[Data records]
- - -

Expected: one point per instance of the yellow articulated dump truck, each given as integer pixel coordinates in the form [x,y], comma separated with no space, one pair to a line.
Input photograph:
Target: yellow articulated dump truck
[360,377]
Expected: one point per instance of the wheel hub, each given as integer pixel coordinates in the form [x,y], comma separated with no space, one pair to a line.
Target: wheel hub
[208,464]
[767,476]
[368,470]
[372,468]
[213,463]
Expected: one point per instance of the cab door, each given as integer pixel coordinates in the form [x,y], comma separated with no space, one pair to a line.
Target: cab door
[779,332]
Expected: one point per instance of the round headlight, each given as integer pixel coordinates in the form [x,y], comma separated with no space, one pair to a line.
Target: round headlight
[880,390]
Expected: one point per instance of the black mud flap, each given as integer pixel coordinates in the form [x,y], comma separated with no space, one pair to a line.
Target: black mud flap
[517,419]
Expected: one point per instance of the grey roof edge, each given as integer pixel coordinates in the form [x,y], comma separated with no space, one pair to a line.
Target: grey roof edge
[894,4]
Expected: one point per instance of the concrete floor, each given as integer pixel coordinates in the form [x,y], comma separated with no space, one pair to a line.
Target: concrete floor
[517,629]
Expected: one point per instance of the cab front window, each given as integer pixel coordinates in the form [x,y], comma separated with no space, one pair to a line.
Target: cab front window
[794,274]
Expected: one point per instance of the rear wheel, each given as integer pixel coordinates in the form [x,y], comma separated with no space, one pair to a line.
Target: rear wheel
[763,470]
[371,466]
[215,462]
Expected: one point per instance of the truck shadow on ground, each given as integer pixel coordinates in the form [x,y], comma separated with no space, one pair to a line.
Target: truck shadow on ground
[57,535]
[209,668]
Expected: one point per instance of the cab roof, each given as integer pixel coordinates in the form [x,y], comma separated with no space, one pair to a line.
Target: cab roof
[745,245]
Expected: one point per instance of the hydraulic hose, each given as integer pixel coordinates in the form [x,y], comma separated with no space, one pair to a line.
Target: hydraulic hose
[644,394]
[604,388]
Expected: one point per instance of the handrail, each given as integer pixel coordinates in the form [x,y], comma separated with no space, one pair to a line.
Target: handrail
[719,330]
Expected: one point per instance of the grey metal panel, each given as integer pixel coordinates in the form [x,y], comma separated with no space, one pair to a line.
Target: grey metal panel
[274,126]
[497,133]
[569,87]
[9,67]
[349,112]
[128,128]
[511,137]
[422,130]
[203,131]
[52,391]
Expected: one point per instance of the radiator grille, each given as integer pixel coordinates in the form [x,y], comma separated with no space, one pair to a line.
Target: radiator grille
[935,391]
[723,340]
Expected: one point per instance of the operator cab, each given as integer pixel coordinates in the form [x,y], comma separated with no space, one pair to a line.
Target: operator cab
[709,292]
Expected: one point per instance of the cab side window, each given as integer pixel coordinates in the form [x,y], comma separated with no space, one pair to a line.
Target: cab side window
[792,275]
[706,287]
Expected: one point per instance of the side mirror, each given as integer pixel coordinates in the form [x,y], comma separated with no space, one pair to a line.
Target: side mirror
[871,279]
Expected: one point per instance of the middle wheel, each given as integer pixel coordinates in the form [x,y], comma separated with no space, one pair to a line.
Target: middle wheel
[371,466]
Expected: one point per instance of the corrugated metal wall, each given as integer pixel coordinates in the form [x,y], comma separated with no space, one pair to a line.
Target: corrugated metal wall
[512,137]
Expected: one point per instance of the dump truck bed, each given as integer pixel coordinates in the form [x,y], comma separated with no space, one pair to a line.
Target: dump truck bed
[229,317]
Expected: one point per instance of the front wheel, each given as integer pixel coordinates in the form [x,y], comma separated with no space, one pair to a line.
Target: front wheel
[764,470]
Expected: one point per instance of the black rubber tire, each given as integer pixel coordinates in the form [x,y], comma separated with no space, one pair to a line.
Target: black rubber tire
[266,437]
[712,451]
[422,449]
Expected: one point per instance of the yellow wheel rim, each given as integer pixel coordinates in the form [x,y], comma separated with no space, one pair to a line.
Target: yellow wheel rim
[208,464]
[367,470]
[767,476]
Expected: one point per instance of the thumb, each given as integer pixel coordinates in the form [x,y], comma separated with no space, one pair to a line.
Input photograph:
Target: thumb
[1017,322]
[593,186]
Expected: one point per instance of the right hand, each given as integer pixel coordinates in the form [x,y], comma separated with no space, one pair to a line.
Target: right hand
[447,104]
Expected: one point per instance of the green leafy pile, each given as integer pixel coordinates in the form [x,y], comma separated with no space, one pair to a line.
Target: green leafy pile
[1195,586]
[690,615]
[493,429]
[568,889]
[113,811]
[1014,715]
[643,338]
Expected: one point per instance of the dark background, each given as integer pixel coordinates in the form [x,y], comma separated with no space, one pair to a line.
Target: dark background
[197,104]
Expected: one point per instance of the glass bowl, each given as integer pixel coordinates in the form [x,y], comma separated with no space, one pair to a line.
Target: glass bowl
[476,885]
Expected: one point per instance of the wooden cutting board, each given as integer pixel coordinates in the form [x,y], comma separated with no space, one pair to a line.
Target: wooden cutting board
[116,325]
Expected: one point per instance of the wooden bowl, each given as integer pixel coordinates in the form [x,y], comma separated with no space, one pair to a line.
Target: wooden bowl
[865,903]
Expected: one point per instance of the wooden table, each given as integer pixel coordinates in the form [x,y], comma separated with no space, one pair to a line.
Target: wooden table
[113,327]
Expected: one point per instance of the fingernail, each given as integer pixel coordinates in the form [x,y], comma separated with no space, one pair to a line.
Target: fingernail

- - -

**REQUIRED ACTION**
Which lines of the data contain the word "fingernail"? Copy each one.

**COMPLETED EXERCISE**
Expected: one point per instance of the fingernail, each given as integer pixel coordinates in the form [x,y], comma separated with no space, one pair to a line.
Target: fingernail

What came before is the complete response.